TO-DO LIST:
A. Can you reproduce everything in the Burgh Island article from "You see that" down to "search of inspiration."?
B. In the Burgh Island article, why did the hotel build Agatha Christie a beach house? Answer in one to three sentences.
C. Can you extend the Burgh Island article past its last sentence, the one about pilchard fishing?

PAGE TEXT:
******
Burgh Island and Greenway: on the Agatha Christie trail
25 July 2025 – Agatha Christie’s Burgh Island and Greenway House
Burgh Island
Going over the hill, especially when the term is used figuratively to describe the juncture between youth and old age, is not recommended. Likewise, when you reach the top of the hill on the approach road to Bigbury-on-Sea, I suggest that you step on the brakes and stop. From this point your first spectacular view of Burgh Island is likely to be not much different to the one offered to Agatha Christie, Noel Coward, Winston Churchill and Mick Hart.
You see that large building fronting Burgh Island, the white one in the striking Art Deco style, well that’s the Burgh Hotel. It was first constructed in 1929, modified and improved in the early 1930s and, as that decade unfurled, rapidly established itself as one of England’s most in-vogue venues for socialites and celebrities, a premier destination for those with money, those with influence and for those in search of inspiration.



Agatha Christie
Agatha Christie, one of England’s most prolific and arguably most famous literary figures, was so taken by the inspirational ethos of the island, the sophistry of its hotel and the fictional source material offered by its top-drawer patrons that the hotel built her a beach house to use exclusively as a writer’s retreat. There, she is reputed to have written two of her greatest novels, And Then There was None and Evil Under the Sun, the latter extensively filmed on Burgh Island and in and around its hotel as part of the David Suchet series of Agatha Christie’s Poirot.
Burgh Island and Greenway House: on the trail of Agatha Christie
Before Agatha Christie made it her own, Burgh Island, known in ancient times as Borough Island and thereafter variously as Burr and Bur Isle, had a colourful reputation for smuggling, pirates and wrecking — where coastal in Cornwall and Devon does not? On a more prosaic level, the island in the 18th century was a base for Pilchard fishing.
******
SOURCE DATA:

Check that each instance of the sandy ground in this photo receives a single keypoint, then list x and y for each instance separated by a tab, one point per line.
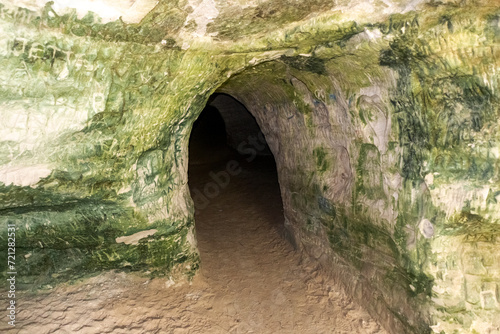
251	279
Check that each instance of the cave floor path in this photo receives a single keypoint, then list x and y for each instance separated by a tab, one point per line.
251	280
******
ANSWERS FOR THE TASKS:
A.
You see that large building fronting Burgh Island, the white one in the striking Art Deco style, well that’s the Burgh Hotel. It was first constructed in 1929, modified and improved in the early 1930s and, as that decade unfurled, rapidly established itself as one of England’s most in-vogue venues for socialites and celebrities, a premier destination for those with money, those with influence and for those in search of inspiration.

B. Christie was so taken by the island's inspirational ethos, the sophistry of its hotel and the fictional source material offered by its top-drawer patrons that the hotel built her a beach house. It was for her to use exclusively as a writer's retreat.

C.
That small, ruined structure sitting on the island’s summit, the one you can see with your naked eye and in more detail through your trusty binoculars, is not a Victorian folly but the remains of a one-time monastery, the remnants of a chapel and what is left of a ‘huers’’ post — a place where ‘huers’ kept watch on the sea. When shoals of pilchards came in sight, the huers would kick up a ‘hue and cry’, alerting the fishermen at shore level that it was time to knock back their beers, exit the Pilchard Inn and put out to sea in their fishing boats.

The Pilchard Inn, Burgh Island
Burgh Island’s Pilchard Inn, unmissable from the mainland even had its name not been emblazoned across its front in welcoming large black letters, is reputed to have made its debut in the fourteenth century. How much of the fourteenth century remains of it today is a matter of conjecture — something to keep you occupied whilst you sit there sipping your beer, gnarled oak beams above your head, much-trodden flagstones beneath your feet and, without a pilchard in sight, without a care in the world.

^ Mick and Joss Hart outside the Pilchard Inn, Burgh Island
The Pilchard Inn, the Art Deco hotel, Agatha Christie’s beach house, a couple of private houses, oh, and not forgetting the huers’ hut, plus a garden shed or two, these are the sole structural occupants of the island’s-built environment.
The island’s natural environment, criss-crossed as it is with a cobweb of tiny footpaths, is a dream of a place for ramblers. It offers spectacular views across a beautiful seascape to the mainland’s rugged and ragged cliffs and on the island itself imparts to the roving explorer awesome sights of precipitous drops into the foaming surf of the ocean below. Rumour has it that someone, mention no corporate names, took the legal route in an attempt to prevent the public from enjoying this gift from God, but thankfully for once on this occasion when money talked no one wanted to listen and justice came out on the side that it should. So gleefully put on your walking shoes and celebrate the ‘right to roam’.

^^ “It’s not true that we wish to deter people from walking across the island. Just follow the line of the fence and you’ll be fine …”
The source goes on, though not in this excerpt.